→ Directions
- 1) In the arts festival article, how many performing ensembles did the festival present in 2020?
- 2) Please carry the arts festival article further, picking up right after its final sentence.

Given text START

Even if you can’t travel to Edinburgh or Spoleto for those renowned arts festivals, San Francisco can offer a taste of international culture at its own artistic showcase.

The annual San Francisco International Arts Festival has been offering a dizzying array of performances for nearly two decades. From Oct. 20-24 the festival is offering three days of online content and a weekend of live shows at Fort Mason. Despite the broad spectrum of audience tastes, everyone is sure to find a number artists that inspire them.

In 2020, when the pandemic canceled most live performances across the world, the SFIAF was forced to shrink its usual three-week run, but still managed to produce two days with 15 performing ensembles in three outdoor venues while following strict COVID protocols.

Now that theaters and concert halls are reopening everywhere, SFIAF is back with a bigger line-up than last season. Its dance offerings include styles spanning East Indian Kathak and Bharatanatyam through modern and contemporary, and on to hip-hop and Brazilian Capoeira.

The music contingent is even wider — New Orleans big band, Filipino guitar, Argentine tango, Latin American, jazz, Dixieland, Balkan, Indonesian gamelan with guitar, international folk music and classical chamber music and opera.

Theater and performance art categories offer a Russian play in English translation, Balinese wayang (shadow puppets), a solo performance exploring race and color, and an moveable sculptural plea to protect wildlife.

Because international travel restrictions prevented the Russia-based Pop-Up Theater from coming, its director, Semion Aleksandrovskiy had to find another way to present his U.S. debut production of “Y.Y.aD.F.H. R.M.C.M.A.al.oH”. These cryptic English letters are a translation of what Tolstoy had scrawled in chalk on a card table for Sophia Bers, his wife who was 16 years his junior. The initial letters stand for “Your youth and the need for happiness remind me cruelly of my old age and the impossibility of happiness.”

Given text END
Records shown START

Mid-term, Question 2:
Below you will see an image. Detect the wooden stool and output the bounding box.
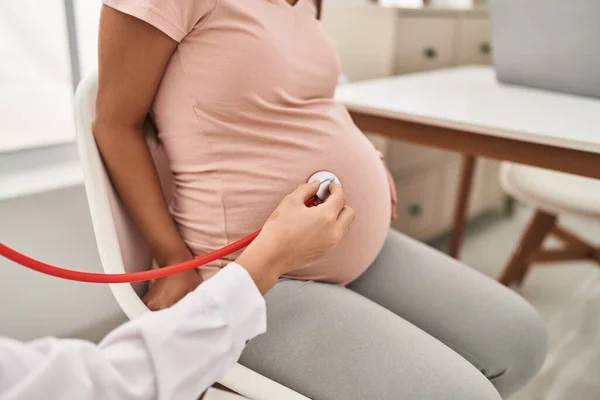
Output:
[498,163,600,286]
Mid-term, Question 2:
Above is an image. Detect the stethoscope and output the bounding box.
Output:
[0,171,342,283]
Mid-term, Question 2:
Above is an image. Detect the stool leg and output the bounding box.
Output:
[498,210,556,286]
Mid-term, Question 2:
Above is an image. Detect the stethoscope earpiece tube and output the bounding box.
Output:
[0,171,341,283]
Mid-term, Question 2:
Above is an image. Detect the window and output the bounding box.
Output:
[0,0,101,152]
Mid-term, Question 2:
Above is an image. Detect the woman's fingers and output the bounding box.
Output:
[289,181,321,204]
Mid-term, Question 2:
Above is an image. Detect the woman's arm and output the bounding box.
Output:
[94,6,200,309]
[0,182,354,400]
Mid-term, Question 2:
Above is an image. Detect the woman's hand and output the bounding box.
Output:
[236,182,355,293]
[143,268,202,311]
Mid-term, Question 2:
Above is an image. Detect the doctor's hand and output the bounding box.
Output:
[236,182,355,294]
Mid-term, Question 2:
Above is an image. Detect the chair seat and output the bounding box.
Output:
[500,163,600,217]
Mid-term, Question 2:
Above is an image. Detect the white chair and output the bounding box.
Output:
[499,163,600,286]
[75,73,308,400]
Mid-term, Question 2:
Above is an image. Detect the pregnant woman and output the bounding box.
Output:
[94,0,546,400]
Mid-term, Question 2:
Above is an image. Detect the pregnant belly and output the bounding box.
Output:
[225,128,391,284]
[173,111,391,284]
[288,138,391,285]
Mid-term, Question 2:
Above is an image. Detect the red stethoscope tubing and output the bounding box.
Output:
[0,196,317,283]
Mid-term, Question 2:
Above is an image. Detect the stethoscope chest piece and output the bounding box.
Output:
[308,171,342,203]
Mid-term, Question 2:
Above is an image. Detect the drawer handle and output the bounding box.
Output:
[479,42,491,54]
[408,203,423,217]
[423,47,437,60]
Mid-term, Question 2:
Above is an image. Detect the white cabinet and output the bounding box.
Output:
[323,2,504,239]
[322,2,396,81]
[394,16,454,74]
[392,169,442,237]
[456,17,491,65]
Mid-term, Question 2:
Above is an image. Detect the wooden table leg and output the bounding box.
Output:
[448,154,477,258]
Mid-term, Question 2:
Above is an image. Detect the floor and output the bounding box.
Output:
[433,207,600,400]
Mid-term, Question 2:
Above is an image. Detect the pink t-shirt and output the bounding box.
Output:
[103,0,390,284]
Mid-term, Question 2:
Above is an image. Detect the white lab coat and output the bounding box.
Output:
[0,263,266,400]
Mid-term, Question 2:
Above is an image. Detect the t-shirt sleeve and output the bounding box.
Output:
[102,0,218,42]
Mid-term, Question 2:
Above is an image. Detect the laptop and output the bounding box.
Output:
[489,0,600,98]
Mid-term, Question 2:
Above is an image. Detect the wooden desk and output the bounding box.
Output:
[336,67,600,257]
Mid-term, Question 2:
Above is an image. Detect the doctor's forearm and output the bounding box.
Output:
[0,264,266,400]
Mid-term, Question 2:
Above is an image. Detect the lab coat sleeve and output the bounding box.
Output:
[0,263,266,400]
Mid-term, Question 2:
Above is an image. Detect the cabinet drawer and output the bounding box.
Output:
[395,17,456,74]
[456,18,492,65]
[392,169,440,236]
[386,140,447,177]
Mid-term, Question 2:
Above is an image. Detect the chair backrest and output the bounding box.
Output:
[75,73,172,319]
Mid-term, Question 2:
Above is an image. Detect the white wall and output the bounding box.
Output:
[0,186,126,340]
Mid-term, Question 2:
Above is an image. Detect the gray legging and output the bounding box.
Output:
[240,231,547,400]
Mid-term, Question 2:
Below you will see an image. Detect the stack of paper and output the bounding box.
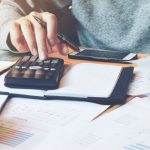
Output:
[34,97,150,150]
[0,98,108,150]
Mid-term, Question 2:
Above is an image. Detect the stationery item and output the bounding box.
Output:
[0,63,133,104]
[0,95,9,114]
[5,56,64,89]
[34,97,150,150]
[0,97,108,150]
[68,49,137,63]
[33,16,80,51]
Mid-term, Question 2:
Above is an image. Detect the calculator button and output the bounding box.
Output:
[51,59,59,64]
[34,69,45,79]
[29,66,42,70]
[50,68,56,71]
[15,56,30,69]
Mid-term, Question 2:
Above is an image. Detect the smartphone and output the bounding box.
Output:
[68,49,137,62]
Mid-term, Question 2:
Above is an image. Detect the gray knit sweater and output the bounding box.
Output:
[0,0,150,53]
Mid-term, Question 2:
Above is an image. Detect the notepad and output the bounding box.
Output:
[0,63,133,104]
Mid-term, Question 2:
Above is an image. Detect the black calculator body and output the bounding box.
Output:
[5,56,64,89]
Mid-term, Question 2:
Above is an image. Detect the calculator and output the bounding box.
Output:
[5,56,64,89]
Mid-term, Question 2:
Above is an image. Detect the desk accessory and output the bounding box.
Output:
[5,56,64,89]
[0,63,133,105]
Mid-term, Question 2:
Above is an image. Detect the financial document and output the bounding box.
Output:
[0,98,109,150]
[34,97,150,150]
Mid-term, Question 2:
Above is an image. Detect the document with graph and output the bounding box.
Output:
[34,97,150,150]
[0,98,108,150]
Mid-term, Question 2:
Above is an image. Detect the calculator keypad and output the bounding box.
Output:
[5,56,64,89]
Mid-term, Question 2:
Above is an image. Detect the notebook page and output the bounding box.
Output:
[46,63,122,98]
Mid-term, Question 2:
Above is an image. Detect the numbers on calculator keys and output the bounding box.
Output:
[5,56,64,89]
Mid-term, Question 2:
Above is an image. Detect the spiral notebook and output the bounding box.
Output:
[0,63,133,105]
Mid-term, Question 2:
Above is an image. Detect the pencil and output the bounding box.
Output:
[33,16,80,52]
[0,95,10,115]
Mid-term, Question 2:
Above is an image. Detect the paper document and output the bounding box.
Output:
[34,98,150,150]
[0,98,108,150]
[128,57,150,96]
[0,61,15,72]
[0,63,123,98]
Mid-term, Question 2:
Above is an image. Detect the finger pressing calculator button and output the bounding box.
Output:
[15,56,30,69]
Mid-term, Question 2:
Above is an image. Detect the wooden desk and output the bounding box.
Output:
[0,50,147,119]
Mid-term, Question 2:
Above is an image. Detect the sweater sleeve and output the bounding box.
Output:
[0,0,66,52]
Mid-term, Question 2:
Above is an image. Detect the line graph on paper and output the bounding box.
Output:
[0,126,33,147]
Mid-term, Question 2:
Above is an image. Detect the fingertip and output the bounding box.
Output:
[62,44,69,55]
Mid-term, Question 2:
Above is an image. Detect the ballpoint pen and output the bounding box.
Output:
[0,95,10,115]
[33,16,80,51]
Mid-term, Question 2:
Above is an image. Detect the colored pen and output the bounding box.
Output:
[33,16,80,51]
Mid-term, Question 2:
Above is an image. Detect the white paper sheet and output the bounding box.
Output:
[0,98,108,150]
[128,64,150,96]
[34,98,150,150]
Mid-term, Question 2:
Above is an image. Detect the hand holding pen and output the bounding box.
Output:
[10,12,78,60]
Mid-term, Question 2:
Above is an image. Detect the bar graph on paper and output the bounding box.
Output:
[124,143,150,150]
[0,126,33,147]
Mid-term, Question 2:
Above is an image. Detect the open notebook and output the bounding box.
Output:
[0,63,133,104]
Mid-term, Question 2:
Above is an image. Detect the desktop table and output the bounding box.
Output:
[0,49,136,116]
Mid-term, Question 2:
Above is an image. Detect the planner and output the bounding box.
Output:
[0,63,133,105]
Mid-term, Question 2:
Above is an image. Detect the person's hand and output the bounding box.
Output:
[10,12,68,60]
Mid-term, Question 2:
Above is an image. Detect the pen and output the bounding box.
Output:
[0,95,10,115]
[33,16,80,51]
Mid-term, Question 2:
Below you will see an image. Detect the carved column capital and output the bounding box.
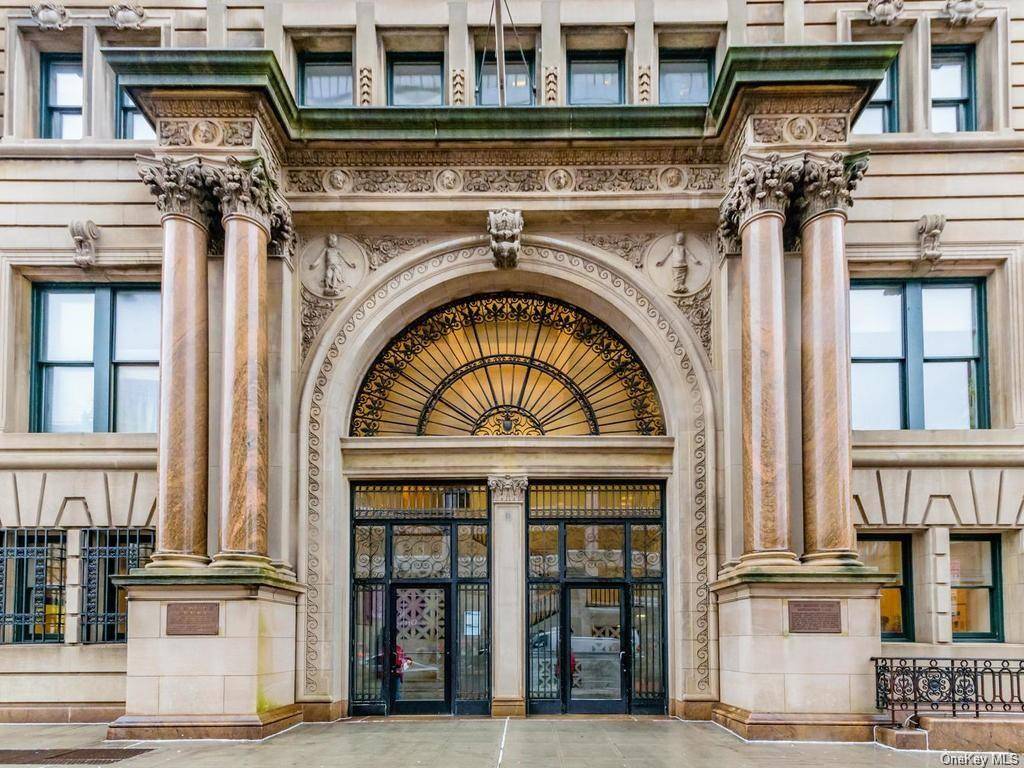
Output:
[487,475,529,504]
[719,152,804,247]
[138,158,213,227]
[798,152,867,225]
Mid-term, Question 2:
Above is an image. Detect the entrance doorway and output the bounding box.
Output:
[526,483,667,714]
[351,483,490,715]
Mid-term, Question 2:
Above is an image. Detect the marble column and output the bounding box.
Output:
[800,153,866,565]
[139,158,209,568]
[211,159,282,569]
[722,153,802,566]
[487,475,528,717]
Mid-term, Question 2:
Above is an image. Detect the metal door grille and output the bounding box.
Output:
[80,528,154,643]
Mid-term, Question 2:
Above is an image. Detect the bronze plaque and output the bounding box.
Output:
[167,603,220,635]
[788,600,843,635]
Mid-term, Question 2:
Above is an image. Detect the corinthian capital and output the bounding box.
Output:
[719,152,804,246]
[138,158,213,225]
[798,152,867,222]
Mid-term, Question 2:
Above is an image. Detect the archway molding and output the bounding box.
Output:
[297,237,718,701]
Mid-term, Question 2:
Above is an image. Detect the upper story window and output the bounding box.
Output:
[853,61,899,133]
[850,280,988,429]
[39,53,83,138]
[931,45,976,133]
[949,534,1002,642]
[299,52,353,106]
[32,285,160,432]
[0,528,66,644]
[387,53,444,106]
[657,50,715,105]
[857,534,913,642]
[118,88,157,141]
[476,51,534,106]
[567,51,626,106]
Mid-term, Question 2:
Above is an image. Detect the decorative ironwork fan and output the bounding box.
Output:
[351,293,665,437]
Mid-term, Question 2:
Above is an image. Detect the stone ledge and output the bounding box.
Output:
[106,705,302,740]
[711,703,883,741]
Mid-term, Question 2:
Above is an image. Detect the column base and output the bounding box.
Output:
[145,552,210,568]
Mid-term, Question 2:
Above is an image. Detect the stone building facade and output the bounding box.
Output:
[0,0,1024,753]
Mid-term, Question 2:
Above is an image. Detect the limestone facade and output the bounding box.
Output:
[0,0,1024,738]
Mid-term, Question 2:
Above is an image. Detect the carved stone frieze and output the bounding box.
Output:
[29,0,71,32]
[867,0,903,27]
[68,219,99,267]
[580,232,657,269]
[487,475,529,504]
[487,208,523,269]
[353,234,427,271]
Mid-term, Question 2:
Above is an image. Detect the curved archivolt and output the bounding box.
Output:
[351,293,665,437]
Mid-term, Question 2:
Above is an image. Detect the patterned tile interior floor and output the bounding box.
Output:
[0,718,948,768]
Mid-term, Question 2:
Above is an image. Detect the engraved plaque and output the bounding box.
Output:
[788,600,843,635]
[167,603,220,635]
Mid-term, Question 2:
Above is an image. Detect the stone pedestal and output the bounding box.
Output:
[712,566,889,741]
[487,475,527,717]
[108,567,302,739]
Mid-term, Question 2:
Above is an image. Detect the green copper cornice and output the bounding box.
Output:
[103,43,899,141]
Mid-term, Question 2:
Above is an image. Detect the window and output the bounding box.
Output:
[931,45,975,133]
[32,285,160,432]
[949,535,1002,642]
[850,280,988,429]
[0,528,65,644]
[853,61,899,133]
[39,53,82,138]
[118,88,157,141]
[657,51,715,105]
[476,51,534,106]
[568,51,626,106]
[299,53,353,106]
[857,534,913,642]
[387,53,444,106]
[80,528,154,643]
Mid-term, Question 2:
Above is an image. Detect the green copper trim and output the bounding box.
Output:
[103,43,899,141]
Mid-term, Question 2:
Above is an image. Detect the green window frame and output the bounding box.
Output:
[387,51,447,106]
[475,50,537,106]
[857,532,914,643]
[657,48,715,106]
[949,534,1004,643]
[850,278,989,429]
[39,53,85,138]
[929,45,978,132]
[29,283,160,432]
[853,61,899,133]
[296,51,355,109]
[565,50,626,106]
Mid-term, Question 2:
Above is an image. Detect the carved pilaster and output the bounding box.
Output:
[138,158,213,226]
[719,152,804,244]
[487,475,529,504]
[797,152,867,221]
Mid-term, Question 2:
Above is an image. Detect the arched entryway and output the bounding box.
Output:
[299,239,717,712]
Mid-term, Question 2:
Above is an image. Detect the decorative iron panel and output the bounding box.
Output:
[0,528,66,643]
[352,483,487,520]
[529,482,662,518]
[351,292,665,437]
[79,528,154,643]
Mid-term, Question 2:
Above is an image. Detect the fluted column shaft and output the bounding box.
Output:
[740,211,796,564]
[215,212,270,567]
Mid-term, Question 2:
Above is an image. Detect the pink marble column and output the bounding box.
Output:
[801,154,866,565]
[139,159,209,568]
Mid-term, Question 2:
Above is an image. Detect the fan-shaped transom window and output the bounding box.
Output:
[351,293,665,437]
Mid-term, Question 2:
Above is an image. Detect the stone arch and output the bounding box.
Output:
[298,237,718,701]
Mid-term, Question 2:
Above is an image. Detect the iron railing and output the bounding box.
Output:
[871,656,1024,726]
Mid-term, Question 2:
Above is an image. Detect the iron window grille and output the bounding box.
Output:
[79,528,154,643]
[0,528,66,644]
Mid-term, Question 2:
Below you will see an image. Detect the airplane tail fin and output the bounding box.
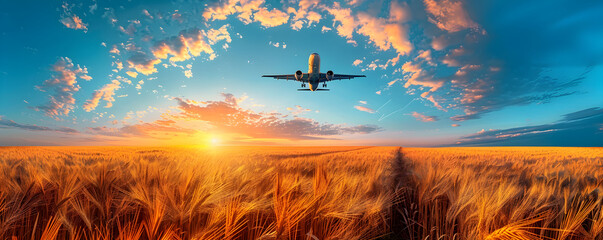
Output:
[297,88,329,91]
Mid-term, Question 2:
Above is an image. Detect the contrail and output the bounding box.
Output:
[377,98,417,122]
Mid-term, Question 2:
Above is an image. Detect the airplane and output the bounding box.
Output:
[262,53,366,91]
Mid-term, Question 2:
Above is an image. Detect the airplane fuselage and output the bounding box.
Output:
[308,53,320,91]
[262,53,366,91]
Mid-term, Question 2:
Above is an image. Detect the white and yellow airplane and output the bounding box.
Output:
[262,53,366,91]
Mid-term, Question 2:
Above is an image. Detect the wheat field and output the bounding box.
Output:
[0,147,603,240]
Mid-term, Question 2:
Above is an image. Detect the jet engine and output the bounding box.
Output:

Records shown END

→ Answers per task
- 1) Fifteen performing ensembles.

- 2)
As with so many aspects of life these days, the problem was solved via Zoom. Using the Bay Area’s own Shotgun Players company actors, Megan Trout and Caleb Cabrera, rehearsals were conducted online to re-create this site-specific play which will be performed in the Great Meadow at Fort Mason.

Festival artistic director Andrew Wood also commissioned composer and singer Michelle Jacques to create a body of work titled “Daughters of the Delta,” about the significant yet often forgotten women composers and band leaders from Louisiana. Their contemporary accounts trace the phenomenon of the Great Migration of southern blacks to the North and West, in several waves from 1910 to 1970. The influence of the music, art and writing of these migrants is still being felt today. Though the final “Daughters” will not premiere until 2022, Jacques will present excerpts with her group CHELLE & Friends on Oct. 24.

Wood said outdoor events will be moved indoors in the event of rain.

As the future unfolds, with all the potential complications surrounding the ability of the SFIAF to bring in international artists, we Bay Area residents are fortunate to have a wealth of artistic talent that live here and can provide insight into many other world cultures.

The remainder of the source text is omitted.